_Short exercise_
Please output the records below in full, exactly as given, but without the images.

———

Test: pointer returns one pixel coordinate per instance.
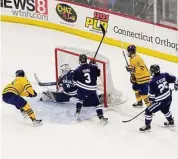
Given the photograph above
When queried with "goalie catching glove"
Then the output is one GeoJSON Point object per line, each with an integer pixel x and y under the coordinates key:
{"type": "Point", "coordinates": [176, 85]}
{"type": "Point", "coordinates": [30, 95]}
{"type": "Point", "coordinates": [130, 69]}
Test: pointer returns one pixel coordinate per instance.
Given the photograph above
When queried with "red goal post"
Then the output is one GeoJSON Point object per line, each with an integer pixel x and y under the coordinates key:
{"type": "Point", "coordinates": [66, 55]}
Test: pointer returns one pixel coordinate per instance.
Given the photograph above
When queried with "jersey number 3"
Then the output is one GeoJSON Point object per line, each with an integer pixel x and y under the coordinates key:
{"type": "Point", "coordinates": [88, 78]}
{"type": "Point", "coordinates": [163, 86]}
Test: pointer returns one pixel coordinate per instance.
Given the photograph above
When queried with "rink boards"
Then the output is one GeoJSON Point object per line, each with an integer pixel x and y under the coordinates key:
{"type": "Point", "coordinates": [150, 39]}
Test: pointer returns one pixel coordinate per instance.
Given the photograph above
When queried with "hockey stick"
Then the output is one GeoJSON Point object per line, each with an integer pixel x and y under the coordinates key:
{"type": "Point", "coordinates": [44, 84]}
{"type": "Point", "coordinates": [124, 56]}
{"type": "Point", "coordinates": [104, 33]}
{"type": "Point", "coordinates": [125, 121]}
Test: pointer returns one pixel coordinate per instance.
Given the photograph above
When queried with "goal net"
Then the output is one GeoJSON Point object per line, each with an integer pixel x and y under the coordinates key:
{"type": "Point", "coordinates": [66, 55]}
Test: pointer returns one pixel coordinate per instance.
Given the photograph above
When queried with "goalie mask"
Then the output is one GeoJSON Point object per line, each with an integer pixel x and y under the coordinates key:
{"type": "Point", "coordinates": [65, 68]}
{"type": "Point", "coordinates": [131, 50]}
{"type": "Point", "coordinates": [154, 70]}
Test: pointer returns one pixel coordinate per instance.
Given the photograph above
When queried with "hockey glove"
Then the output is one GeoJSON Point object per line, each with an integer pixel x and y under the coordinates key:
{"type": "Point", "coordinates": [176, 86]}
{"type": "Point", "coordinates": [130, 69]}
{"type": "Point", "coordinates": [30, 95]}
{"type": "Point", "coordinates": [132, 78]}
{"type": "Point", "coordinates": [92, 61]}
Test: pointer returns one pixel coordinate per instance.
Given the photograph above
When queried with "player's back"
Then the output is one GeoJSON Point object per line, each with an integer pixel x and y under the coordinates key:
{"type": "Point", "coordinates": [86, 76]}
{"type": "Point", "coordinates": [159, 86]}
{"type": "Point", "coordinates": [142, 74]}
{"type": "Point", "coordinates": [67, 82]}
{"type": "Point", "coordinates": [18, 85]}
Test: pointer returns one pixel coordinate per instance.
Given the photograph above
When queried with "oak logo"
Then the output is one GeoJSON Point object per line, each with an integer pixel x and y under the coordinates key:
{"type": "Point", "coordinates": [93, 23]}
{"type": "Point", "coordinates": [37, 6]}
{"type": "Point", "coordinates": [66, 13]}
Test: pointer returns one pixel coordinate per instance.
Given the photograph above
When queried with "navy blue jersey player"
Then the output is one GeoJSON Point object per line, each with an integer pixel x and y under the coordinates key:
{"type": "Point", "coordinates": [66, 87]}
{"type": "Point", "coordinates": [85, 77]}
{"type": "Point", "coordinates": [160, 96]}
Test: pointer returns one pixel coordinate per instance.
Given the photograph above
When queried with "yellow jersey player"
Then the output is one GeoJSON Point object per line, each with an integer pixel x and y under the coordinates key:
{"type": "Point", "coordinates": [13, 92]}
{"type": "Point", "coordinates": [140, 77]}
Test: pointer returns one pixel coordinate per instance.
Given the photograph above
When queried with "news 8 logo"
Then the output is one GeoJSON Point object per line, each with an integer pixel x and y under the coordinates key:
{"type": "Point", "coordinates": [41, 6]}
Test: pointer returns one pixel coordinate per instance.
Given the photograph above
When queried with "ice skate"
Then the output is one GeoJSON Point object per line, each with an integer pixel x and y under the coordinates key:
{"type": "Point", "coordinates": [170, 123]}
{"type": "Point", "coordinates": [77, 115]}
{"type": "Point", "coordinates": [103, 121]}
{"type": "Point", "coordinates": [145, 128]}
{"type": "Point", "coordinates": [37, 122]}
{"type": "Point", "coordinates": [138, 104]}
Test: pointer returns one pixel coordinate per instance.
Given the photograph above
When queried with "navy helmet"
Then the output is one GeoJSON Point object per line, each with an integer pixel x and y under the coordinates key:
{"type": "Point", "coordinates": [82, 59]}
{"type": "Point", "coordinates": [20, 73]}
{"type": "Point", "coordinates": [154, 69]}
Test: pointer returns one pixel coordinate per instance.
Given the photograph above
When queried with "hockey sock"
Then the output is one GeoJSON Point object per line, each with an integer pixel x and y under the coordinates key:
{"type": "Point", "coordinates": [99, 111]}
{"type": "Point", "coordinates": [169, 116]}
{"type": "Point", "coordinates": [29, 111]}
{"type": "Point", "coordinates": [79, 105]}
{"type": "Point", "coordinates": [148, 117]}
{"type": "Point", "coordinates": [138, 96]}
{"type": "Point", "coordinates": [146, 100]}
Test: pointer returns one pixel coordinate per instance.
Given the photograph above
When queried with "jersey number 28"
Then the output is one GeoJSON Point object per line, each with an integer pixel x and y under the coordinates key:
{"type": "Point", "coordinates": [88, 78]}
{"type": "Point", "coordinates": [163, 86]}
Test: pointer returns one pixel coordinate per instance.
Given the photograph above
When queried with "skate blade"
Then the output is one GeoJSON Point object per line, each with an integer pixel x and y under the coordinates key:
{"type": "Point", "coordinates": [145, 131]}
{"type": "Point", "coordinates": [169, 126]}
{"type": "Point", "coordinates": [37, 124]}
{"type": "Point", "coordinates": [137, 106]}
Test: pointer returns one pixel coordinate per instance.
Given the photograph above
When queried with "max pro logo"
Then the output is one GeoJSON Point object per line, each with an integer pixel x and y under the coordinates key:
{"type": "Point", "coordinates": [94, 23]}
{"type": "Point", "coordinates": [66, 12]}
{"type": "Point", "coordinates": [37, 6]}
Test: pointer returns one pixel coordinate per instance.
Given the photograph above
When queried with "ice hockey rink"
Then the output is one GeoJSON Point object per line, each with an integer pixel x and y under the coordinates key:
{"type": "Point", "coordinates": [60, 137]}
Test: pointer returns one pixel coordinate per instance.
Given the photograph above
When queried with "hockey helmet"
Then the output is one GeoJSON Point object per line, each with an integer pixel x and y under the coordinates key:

———

_Response for this exercise_
Test: pointer returns one pixel coordinate per instance.
Given the photograph above
When queried with "goalie catching glove"
Then the output is one GeoJSON Point object per line, each with an integer pixel x and y under the coordinates key:
{"type": "Point", "coordinates": [176, 85]}
{"type": "Point", "coordinates": [30, 95]}
{"type": "Point", "coordinates": [130, 69]}
Test: pointer returns one pixel coordinate per instance.
Given the photograph above
When queried with "red goal post"
Then the output is one GeoJSON Point object per line, each with an integer pixel x and y under the coordinates key:
{"type": "Point", "coordinates": [66, 55]}
Test: pointer returns one pixel coordinate per instance.
Given the photograph above
When queried with "jersey number 3"
Then the output is one GeoJSON Point object per line, each with an integer pixel x and y under the coordinates key:
{"type": "Point", "coordinates": [88, 78]}
{"type": "Point", "coordinates": [163, 86]}
Test: pointer returns one pixel coordinate per instance.
Given the photograph above
When queried with "rink boards"
Then the output is one GeoJSON Point object per line, each with an integer pixel x and y under the coordinates key:
{"type": "Point", "coordinates": [150, 39]}
Test: pointer returns one pixel coordinate per instance.
Given the photograph above
When queried with "hockey stick"
Then the output is one GeoJSON Point object per line, each with an integer pixel x and y under the coordinates key:
{"type": "Point", "coordinates": [44, 84]}
{"type": "Point", "coordinates": [124, 56]}
{"type": "Point", "coordinates": [104, 33]}
{"type": "Point", "coordinates": [125, 121]}
Test: pointer returns one pixel coordinate per instance.
Given the photograph above
When queried with "goal net"
Then the output is one GeoJSON Point object per line, each with an integer pixel x and y under the coordinates key:
{"type": "Point", "coordinates": [66, 55]}
Test: pointer returns one pixel coordinate per instance.
Given the photograph above
When queried with "goalie mask"
Then the output is one GeoJSON Point object per line, each with an integer pixel x and y under the coordinates key:
{"type": "Point", "coordinates": [65, 68]}
{"type": "Point", "coordinates": [131, 50]}
{"type": "Point", "coordinates": [154, 70]}
Test: pointer returns one pixel coordinate per instance.
Given the photograph above
When queried with "hockey glove"
Then the output is one GeoJSON Point object per line, each with an integer pixel x and y under the coordinates key:
{"type": "Point", "coordinates": [176, 86]}
{"type": "Point", "coordinates": [130, 69]}
{"type": "Point", "coordinates": [30, 95]}
{"type": "Point", "coordinates": [132, 78]}
{"type": "Point", "coordinates": [92, 61]}
Test: pointer returns one pixel coordinate per instance.
Given the photograph above
When queried with "player's back"
Then the output is one GeoJSON Point object per line, each with an integer pixel x and y under the coordinates key:
{"type": "Point", "coordinates": [86, 76]}
{"type": "Point", "coordinates": [159, 86]}
{"type": "Point", "coordinates": [142, 74]}
{"type": "Point", "coordinates": [67, 82]}
{"type": "Point", "coordinates": [18, 85]}
Test: pointer returns one pixel coordinate per instance.
Given the photograph above
When queried with "oak logo"
Then the output is one GeoJSON Point object per line, each with an integer pixel x and y under the coordinates key:
{"type": "Point", "coordinates": [93, 23]}
{"type": "Point", "coordinates": [37, 6]}
{"type": "Point", "coordinates": [66, 13]}
Test: pointer returns one pixel coordinate per instance.
Given the photograph above
When queried with "navy blue jersey player"
Then the output is one GeoJSON Point object per line, each with an integer pixel x and y under the coordinates key:
{"type": "Point", "coordinates": [66, 87]}
{"type": "Point", "coordinates": [85, 77]}
{"type": "Point", "coordinates": [160, 96]}
Test: pointer returns one pixel coordinate per instance.
Given the photograph above
When queried with "yellow jersey player"
Then the output is one GeoJSON Point object per line, each with an integer pixel x and y under the coordinates key:
{"type": "Point", "coordinates": [13, 92]}
{"type": "Point", "coordinates": [140, 77]}
Test: pointer returns one pixel coordinate per instance.
Given the photograph above
When queried with "news 8 logo"
Then the output is one GeoJSON Point object per line, each with an integer pixel x and y under the coordinates key:
{"type": "Point", "coordinates": [41, 6]}
Test: pointer returns one pixel coordinate per instance.
Given the photograph above
When queried with "ice skate"
Then the output is one GeoJSON Point object per line, each with an integer pixel x and y under the coordinates key:
{"type": "Point", "coordinates": [170, 123]}
{"type": "Point", "coordinates": [77, 115]}
{"type": "Point", "coordinates": [103, 121]}
{"type": "Point", "coordinates": [145, 128]}
{"type": "Point", "coordinates": [37, 122]}
{"type": "Point", "coordinates": [138, 104]}
Test: pointer returns one pixel coordinate per instance.
Given the photograph above
When queried with "navy helmet"
Then the output is one GeoJSON Point object per line, each with an integer pixel x and y under the coordinates key:
{"type": "Point", "coordinates": [82, 59]}
{"type": "Point", "coordinates": [20, 73]}
{"type": "Point", "coordinates": [154, 69]}
Test: pointer returns one pixel coordinate per instance.
Given the photograph above
When queried with "hockey sock"
Then the output is one GeoJSON Point object per line, each with an integer pixel x and y under the coordinates key:
{"type": "Point", "coordinates": [99, 111]}
{"type": "Point", "coordinates": [169, 116]}
{"type": "Point", "coordinates": [29, 111]}
{"type": "Point", "coordinates": [79, 105]}
{"type": "Point", "coordinates": [148, 117]}
{"type": "Point", "coordinates": [138, 96]}
{"type": "Point", "coordinates": [146, 100]}
Test: pointer returns one pixel coordinate per instance.
Given the photograph above
When queried with "jersey number 28"
Then the output is one GeoJSON Point object per line, each with an integer pixel x and y under the coordinates key:
{"type": "Point", "coordinates": [88, 78]}
{"type": "Point", "coordinates": [163, 86]}
Test: pointer returns one pixel coordinate per instance.
Given the photograph above
When queried with "skate blade"
Then the output is one GeoJSON Point object per line, each with an integer pixel x and y under the coordinates key:
{"type": "Point", "coordinates": [145, 131]}
{"type": "Point", "coordinates": [169, 126]}
{"type": "Point", "coordinates": [37, 124]}
{"type": "Point", "coordinates": [137, 106]}
Test: pointer returns one pixel coordinate per instance.
Given the photograph above
When queried with "max pro logo"
Then the output is one GeoJSON Point object per line, each with an integer pixel x and y under the coordinates key:
{"type": "Point", "coordinates": [94, 23]}
{"type": "Point", "coordinates": [66, 12]}
{"type": "Point", "coordinates": [37, 6]}
Test: pointer returns one pixel coordinate per instance.
Given the photograph above
When queried with "ice hockey rink"
Then the output is one GeoJSON Point object per line, each with an integer pixel x and y under the coordinates key:
{"type": "Point", "coordinates": [60, 137]}
Test: pointer returns one pixel coordinate per instance.
Given the photograph above
When queried with "hockey helmet"
Then the output is one GeoJSON Point object per line, each with an integer pixel x and y under the coordinates key:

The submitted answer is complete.